John Heinrich August Hagenbeck (15 October 1866, Hamburg —16 December 1940, Colombo) was a German animal dealer, a plantation owner in Ceylon and a writer of books. He was the originator of what is now Dehiwala Zoo in Colombo.

John was the eldest son from the second marriage of Carl Claes Gottfried Hagenbeck and thus a half-brother of Carl Hagenbeck, well known for his zoos. John worked for Carl Hagenbeck from 1881, transporting animals and travelling on his behalf. In 1886 he visited Ceylon and recruited people for Hagenbeck's Völkerschau or "human zoo". In 1891 he moved to Colombo and worked as a planter. He soon acquired rubber, cocoa and tea plantations. He also traded in animals. In 1914, at the start of the war, he moved to Indonesia to avoid internment and then fled to Germany. He started a film company in Berlin in 1918 which produced films on his travels. He also wrote several books.

The Hagenbecks had an animal catching station near Kilimanjaro and John accompanied Baron Axel Blixen for a hunt in the area. John was also a friend of Leonard Woolf who was briefly stationed in Hambantota.

In 1927 he returned to Colombo and started a zoo in Dehiwala in 1929. The zoo was sold to the British government in 1935 and all his properties were seized in 1939 by the British. He died in Colombo in 1940.

What you need to do:
1. Answer these questions about the biography of John Hagenbeck:
(a) In what year did he move to Colombo and work as a planter?
(b) What did the film company he started in Berlin produce?
(c) To whom was the zoo sold in 1935?
2. Do these statements agree with the biography of John Hagenbeck? Answer yes or no for each, quoting the deciding words.
(a) John Hagenbeck was the eldest son from his father's first marriage.
(b) He started a zoo in Dehiwala in 1929.
(c) In 1914 he fled from Ceylon straight to Germany.
3. Which people besides John Hagenbeck are named in the biography of John Hagenbeck? List them all.

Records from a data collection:
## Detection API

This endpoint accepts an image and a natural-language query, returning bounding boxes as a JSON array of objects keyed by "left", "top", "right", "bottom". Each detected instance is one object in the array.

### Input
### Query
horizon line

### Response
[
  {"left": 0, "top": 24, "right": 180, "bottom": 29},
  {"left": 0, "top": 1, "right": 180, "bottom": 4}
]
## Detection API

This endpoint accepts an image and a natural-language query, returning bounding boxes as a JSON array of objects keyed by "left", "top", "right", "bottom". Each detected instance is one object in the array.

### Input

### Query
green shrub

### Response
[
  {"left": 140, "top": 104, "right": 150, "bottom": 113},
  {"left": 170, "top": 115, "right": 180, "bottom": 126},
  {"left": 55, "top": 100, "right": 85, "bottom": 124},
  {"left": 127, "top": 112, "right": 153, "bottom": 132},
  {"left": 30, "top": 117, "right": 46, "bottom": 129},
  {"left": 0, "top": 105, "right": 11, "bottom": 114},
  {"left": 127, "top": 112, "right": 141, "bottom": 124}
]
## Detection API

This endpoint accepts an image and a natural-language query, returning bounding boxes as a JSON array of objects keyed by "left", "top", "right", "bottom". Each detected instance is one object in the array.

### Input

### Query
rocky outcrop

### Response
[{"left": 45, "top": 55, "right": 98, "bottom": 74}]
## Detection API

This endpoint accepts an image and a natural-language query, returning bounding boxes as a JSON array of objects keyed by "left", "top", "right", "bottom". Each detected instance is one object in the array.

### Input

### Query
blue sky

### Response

Written answers:
1.
(a) 1891
(b) Films on his travels
(c) The British government

2.
(a) No: "John was the eldest son from the second marriage of Carl Claes Gottfried Hagenbeck"
(b) Yes: "started a zoo in Dehiwala in 1929"
(c) No: "he moved to Indonesia to avoid internment and then fled to Germany"

3.
Carl Claes Gottfried Hagenbeck
Carl Hagenbeck
Baron Axel Blixen
Leonard Woolf